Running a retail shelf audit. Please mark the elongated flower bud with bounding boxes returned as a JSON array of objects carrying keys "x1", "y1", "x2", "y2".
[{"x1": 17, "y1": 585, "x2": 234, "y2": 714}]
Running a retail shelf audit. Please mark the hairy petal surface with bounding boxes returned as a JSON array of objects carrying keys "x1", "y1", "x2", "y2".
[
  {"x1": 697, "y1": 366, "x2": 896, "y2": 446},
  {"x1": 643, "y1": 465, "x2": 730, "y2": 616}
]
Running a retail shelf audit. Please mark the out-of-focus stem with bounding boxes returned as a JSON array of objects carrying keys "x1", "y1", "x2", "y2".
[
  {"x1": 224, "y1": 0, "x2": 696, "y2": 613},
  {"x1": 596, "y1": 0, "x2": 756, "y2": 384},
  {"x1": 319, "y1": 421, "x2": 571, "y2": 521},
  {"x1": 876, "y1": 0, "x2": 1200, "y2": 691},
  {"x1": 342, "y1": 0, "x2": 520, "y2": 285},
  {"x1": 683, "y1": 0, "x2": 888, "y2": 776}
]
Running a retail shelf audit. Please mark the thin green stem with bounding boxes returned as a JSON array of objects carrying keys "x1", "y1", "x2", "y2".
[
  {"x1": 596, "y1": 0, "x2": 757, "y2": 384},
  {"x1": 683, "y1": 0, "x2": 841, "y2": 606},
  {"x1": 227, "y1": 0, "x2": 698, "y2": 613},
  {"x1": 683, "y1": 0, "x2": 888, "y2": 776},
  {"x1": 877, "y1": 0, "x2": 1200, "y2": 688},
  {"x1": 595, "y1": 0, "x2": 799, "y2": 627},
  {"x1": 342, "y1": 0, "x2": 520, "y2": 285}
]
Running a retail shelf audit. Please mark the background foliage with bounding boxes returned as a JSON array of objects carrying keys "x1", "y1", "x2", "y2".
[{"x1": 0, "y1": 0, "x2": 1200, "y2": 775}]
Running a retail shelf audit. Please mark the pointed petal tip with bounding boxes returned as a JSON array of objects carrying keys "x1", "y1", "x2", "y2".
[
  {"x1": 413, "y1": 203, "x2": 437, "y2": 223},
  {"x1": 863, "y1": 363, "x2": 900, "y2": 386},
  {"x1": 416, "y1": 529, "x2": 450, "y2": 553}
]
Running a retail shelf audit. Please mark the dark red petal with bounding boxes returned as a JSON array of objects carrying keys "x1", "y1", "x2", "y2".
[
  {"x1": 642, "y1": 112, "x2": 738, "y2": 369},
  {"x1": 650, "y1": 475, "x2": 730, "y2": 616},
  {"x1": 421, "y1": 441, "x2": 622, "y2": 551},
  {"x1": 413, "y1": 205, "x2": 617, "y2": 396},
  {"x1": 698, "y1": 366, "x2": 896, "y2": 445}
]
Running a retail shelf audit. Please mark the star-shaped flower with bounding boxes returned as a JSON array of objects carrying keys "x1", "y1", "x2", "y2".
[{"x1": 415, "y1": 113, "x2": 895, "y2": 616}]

====

Scale the stretch of entries from the line containing "Running a retail shelf audit. Please mark the dark" through the end of the entries. Rewrite those lines in full, requests included, with every bounding-box coordinate in the answers multiplied by 1.35 and rounded to a whole number, halves rounding up.

Running a retail shelf audit. Please mark the dark red petal with bounding boxes returned as a JSON array of objects carrying keys "x1", "y1", "x2", "y2".
[
  {"x1": 867, "y1": 151, "x2": 996, "y2": 498},
  {"x1": 878, "y1": 641, "x2": 986, "y2": 832},
  {"x1": 568, "y1": 595, "x2": 840, "y2": 744},
  {"x1": 558, "y1": 277, "x2": 833, "y2": 535},
  {"x1": 942, "y1": 494, "x2": 1210, "y2": 601}
]
Running a retail shelf audit. Please mark the star-shaped flower with bounding boxes returned as a JSON array of objects carrying keys "x1", "y1", "x2", "y2".
[{"x1": 560, "y1": 153, "x2": 1208, "y2": 832}]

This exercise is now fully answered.